• Work to be completed: Reproduce only the part of the items that opens with the line containing "In this exercise you will find the wooden pole" and closes with the line containing "[(781, 10)]", both lines included, moving every coordinate in the answers by -88 and leaving all other lines unchanged.
**** Information supplied
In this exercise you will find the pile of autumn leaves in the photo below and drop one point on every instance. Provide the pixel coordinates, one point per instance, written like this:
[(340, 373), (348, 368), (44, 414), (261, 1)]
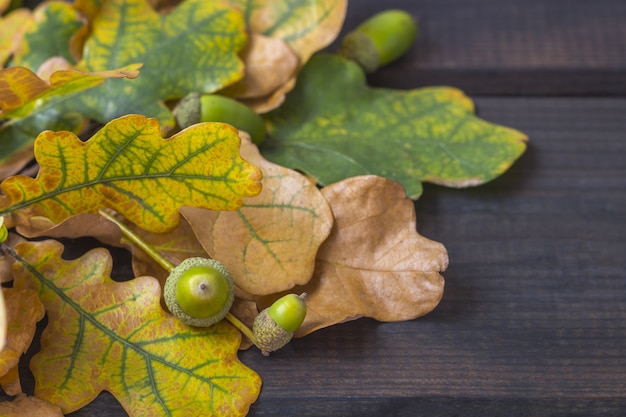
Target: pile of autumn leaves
[(352, 246)]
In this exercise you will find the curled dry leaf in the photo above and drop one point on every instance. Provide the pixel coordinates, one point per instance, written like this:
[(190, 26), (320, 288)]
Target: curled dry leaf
[(269, 63), (24, 405), (374, 263), (269, 244), (23, 311), (306, 27), (6, 261)]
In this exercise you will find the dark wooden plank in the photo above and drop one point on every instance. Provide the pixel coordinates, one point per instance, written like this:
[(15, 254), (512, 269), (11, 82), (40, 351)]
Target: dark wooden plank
[(535, 301), (533, 317), (534, 314), (510, 47)]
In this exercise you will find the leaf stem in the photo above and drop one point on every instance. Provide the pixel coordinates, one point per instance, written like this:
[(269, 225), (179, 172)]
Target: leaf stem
[(168, 266), (134, 238)]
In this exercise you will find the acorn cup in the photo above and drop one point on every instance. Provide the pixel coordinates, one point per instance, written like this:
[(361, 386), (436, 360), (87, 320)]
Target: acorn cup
[(380, 40), (4, 233), (274, 327)]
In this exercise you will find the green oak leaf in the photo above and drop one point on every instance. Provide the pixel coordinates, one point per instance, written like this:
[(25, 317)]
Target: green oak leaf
[(55, 25), (193, 48), (333, 126)]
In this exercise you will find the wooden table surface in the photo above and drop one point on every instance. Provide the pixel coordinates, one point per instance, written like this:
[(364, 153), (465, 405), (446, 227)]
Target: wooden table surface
[(533, 319)]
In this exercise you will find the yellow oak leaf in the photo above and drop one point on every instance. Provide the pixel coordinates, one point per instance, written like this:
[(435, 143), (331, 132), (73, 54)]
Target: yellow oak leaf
[(114, 336), (374, 263), (269, 64), (269, 244), (293, 32), (127, 166), (12, 27), (23, 311)]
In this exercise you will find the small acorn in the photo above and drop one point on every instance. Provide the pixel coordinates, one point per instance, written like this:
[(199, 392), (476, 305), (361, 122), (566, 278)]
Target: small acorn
[(195, 108), (199, 291), (380, 40), (274, 327)]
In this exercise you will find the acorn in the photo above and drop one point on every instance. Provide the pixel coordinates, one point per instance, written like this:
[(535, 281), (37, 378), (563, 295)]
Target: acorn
[(380, 40), (199, 291), (195, 108), (274, 327)]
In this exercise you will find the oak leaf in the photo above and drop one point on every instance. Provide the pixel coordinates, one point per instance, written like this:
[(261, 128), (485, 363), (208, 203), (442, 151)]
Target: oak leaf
[(30, 105), (304, 27), (269, 244), (127, 166), (54, 25), (194, 48), (333, 126), (374, 263), (23, 311), (114, 336)]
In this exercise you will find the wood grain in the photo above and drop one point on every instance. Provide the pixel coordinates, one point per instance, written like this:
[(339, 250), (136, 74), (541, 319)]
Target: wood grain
[(533, 320)]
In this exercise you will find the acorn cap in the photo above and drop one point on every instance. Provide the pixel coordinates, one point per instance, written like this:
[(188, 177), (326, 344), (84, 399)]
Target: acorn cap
[(170, 291), (269, 335)]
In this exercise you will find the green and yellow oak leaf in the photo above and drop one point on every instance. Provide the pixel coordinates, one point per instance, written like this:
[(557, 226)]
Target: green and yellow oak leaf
[(114, 336), (333, 126), (127, 166), (29, 105), (192, 49), (22, 311), (55, 24), (306, 26), (12, 27), (269, 244), (374, 263), (30, 406)]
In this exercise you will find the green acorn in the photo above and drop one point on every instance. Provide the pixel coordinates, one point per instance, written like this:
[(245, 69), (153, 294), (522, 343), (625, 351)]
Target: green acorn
[(195, 108), (199, 292), (274, 327), (380, 40)]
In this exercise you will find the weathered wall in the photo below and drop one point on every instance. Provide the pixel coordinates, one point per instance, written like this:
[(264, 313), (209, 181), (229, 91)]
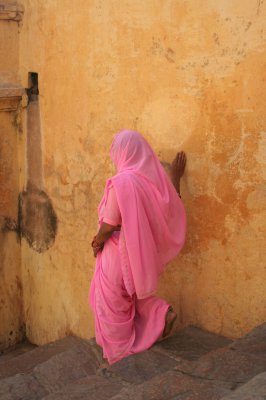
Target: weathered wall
[(11, 302), (187, 74)]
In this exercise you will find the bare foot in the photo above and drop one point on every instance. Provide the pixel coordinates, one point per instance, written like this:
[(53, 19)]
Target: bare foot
[(178, 165), (169, 324)]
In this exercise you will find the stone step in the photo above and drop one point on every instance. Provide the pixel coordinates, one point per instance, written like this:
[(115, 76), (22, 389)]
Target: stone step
[(26, 362), (16, 350), (173, 385), (192, 343), (255, 389), (191, 365)]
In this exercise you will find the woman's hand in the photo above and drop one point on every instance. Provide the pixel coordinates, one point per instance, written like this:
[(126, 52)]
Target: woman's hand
[(96, 246), (104, 233)]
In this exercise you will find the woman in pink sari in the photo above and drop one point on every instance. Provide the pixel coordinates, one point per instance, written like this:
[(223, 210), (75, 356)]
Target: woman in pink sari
[(142, 226)]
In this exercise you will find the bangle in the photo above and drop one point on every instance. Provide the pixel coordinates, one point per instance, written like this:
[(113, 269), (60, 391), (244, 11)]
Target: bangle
[(96, 244)]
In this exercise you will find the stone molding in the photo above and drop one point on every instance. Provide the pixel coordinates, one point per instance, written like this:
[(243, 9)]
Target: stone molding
[(10, 98), (11, 11)]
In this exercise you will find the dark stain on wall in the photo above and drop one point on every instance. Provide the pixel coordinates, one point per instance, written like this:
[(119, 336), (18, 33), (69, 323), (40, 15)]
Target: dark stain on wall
[(37, 220)]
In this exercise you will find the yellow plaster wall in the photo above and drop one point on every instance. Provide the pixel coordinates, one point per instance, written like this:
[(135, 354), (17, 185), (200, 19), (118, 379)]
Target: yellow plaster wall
[(11, 301), (188, 75)]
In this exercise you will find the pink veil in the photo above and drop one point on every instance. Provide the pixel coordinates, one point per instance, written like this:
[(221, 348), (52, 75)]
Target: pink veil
[(153, 216)]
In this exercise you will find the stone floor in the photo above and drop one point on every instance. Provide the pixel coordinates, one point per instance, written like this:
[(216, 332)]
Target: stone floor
[(192, 365)]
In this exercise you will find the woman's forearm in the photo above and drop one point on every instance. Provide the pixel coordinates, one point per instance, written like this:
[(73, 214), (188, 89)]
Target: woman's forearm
[(105, 232), (176, 183)]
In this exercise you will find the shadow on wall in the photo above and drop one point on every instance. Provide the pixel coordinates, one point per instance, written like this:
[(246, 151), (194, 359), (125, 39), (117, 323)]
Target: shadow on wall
[(37, 220)]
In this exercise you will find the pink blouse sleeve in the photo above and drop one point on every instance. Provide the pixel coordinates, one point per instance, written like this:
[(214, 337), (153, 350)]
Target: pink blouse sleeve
[(112, 214)]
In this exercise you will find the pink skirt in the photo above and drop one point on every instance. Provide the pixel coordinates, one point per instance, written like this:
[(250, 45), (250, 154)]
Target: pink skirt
[(124, 325)]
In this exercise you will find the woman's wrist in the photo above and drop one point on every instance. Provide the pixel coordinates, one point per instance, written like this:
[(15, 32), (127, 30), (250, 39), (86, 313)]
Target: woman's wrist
[(96, 243)]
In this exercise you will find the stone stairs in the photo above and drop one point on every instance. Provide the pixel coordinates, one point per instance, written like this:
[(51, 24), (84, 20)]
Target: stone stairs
[(192, 365)]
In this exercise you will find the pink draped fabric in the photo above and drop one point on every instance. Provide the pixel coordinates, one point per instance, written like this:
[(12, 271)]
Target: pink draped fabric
[(128, 317)]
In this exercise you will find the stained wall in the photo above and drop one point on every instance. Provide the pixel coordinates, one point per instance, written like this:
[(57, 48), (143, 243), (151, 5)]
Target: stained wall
[(11, 296), (187, 74)]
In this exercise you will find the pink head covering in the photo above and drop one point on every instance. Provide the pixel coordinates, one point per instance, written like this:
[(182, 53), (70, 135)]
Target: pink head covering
[(153, 216)]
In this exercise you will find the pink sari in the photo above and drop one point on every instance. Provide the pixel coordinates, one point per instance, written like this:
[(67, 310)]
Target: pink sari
[(129, 318)]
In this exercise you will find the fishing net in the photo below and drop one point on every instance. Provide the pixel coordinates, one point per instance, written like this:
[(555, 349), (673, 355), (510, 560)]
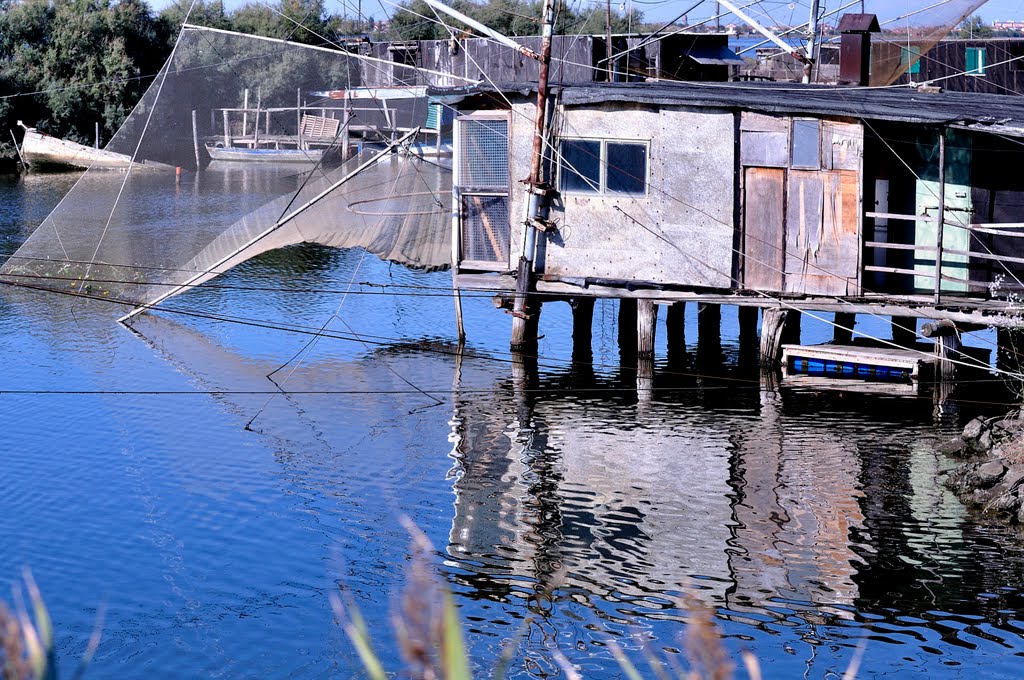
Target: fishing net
[(242, 144), (909, 30)]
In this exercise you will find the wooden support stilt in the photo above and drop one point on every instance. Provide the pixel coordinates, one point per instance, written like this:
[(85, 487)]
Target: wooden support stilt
[(675, 327), (628, 328), (843, 329), (583, 329), (709, 334), (904, 331), (645, 380), (646, 324), (791, 331), (772, 326), (196, 144), (525, 325), (748, 321), (1010, 355), (947, 349)]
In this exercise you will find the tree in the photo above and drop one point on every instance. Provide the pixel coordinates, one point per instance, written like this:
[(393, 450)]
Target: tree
[(974, 27)]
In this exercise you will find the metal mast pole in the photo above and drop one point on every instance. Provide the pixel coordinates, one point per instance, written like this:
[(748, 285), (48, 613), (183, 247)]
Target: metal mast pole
[(538, 187), (812, 42)]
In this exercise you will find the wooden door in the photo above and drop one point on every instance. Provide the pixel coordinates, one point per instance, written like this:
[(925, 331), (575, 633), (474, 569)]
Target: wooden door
[(764, 228)]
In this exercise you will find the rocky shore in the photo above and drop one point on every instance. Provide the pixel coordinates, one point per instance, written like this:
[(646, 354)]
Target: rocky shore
[(991, 479)]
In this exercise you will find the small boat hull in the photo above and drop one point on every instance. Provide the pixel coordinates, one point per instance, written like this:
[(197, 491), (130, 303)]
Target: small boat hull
[(242, 154), (43, 153)]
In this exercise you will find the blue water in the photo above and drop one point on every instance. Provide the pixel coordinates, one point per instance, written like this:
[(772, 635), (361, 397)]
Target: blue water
[(810, 520)]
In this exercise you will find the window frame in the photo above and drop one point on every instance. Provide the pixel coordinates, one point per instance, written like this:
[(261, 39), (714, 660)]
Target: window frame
[(911, 56), (981, 61), (602, 187)]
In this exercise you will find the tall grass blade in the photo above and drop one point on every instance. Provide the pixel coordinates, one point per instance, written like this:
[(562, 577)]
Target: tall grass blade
[(627, 667), (355, 628), (456, 664)]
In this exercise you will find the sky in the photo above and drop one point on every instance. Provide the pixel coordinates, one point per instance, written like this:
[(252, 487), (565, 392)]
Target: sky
[(783, 11)]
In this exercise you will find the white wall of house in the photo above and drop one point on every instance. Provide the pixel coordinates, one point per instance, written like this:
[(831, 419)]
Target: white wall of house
[(686, 218)]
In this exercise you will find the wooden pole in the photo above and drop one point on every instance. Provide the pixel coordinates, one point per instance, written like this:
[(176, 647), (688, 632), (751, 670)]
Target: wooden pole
[(583, 329), (627, 328), (675, 328), (904, 331), (748, 321), (199, 163), (941, 218), (843, 329), (709, 333), (607, 36), (245, 113), (298, 115), (537, 187), (646, 325), (772, 325)]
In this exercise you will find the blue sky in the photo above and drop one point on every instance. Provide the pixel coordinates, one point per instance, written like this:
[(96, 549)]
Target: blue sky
[(781, 10)]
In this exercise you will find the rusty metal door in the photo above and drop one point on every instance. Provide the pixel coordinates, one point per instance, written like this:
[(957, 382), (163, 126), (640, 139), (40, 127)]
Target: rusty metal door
[(764, 232)]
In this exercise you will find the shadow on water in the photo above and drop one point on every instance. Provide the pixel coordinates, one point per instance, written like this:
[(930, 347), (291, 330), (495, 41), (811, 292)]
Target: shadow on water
[(811, 519)]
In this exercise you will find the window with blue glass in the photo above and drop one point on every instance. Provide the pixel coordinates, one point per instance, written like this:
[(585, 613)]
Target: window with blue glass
[(910, 55), (976, 61), (603, 166)]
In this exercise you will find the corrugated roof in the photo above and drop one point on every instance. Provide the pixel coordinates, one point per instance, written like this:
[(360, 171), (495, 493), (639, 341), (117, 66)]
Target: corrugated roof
[(996, 113)]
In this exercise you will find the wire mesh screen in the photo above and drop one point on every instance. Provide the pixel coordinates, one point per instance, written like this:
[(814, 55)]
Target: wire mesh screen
[(485, 228), (215, 158), (483, 153)]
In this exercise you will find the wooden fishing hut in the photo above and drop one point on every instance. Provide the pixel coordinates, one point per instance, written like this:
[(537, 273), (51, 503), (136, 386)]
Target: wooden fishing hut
[(781, 198), (702, 56)]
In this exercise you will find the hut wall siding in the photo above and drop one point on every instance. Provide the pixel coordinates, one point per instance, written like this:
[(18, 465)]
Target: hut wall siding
[(690, 200)]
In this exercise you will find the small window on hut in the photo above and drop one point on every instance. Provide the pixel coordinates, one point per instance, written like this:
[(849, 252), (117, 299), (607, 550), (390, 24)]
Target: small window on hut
[(910, 55), (580, 168), (594, 166), (806, 152), (627, 167), (976, 61)]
********
• Answer for this exercise:
In this exercise you will find the wooden pole in the photo above and drop one point on every instance. Provide the pixel coordinates, one point per instance, written like this:
[(176, 647), (688, 632), (751, 670)]
Target: wooden pole
[(495, 241), (539, 240), (587, 240), (816, 243), (660, 233), (111, 75), (853, 130), (755, 241), (621, 245), (519, -52), (157, 25), (210, 27), (449, 99), (558, 237), (684, 237)]
In this exercise you will find the blue sky in the photo above and drop one point on every instance. Provide the pixel coordinates, one point per instance, written like this:
[(96, 549)]
Target: blue sky
[(693, -78)]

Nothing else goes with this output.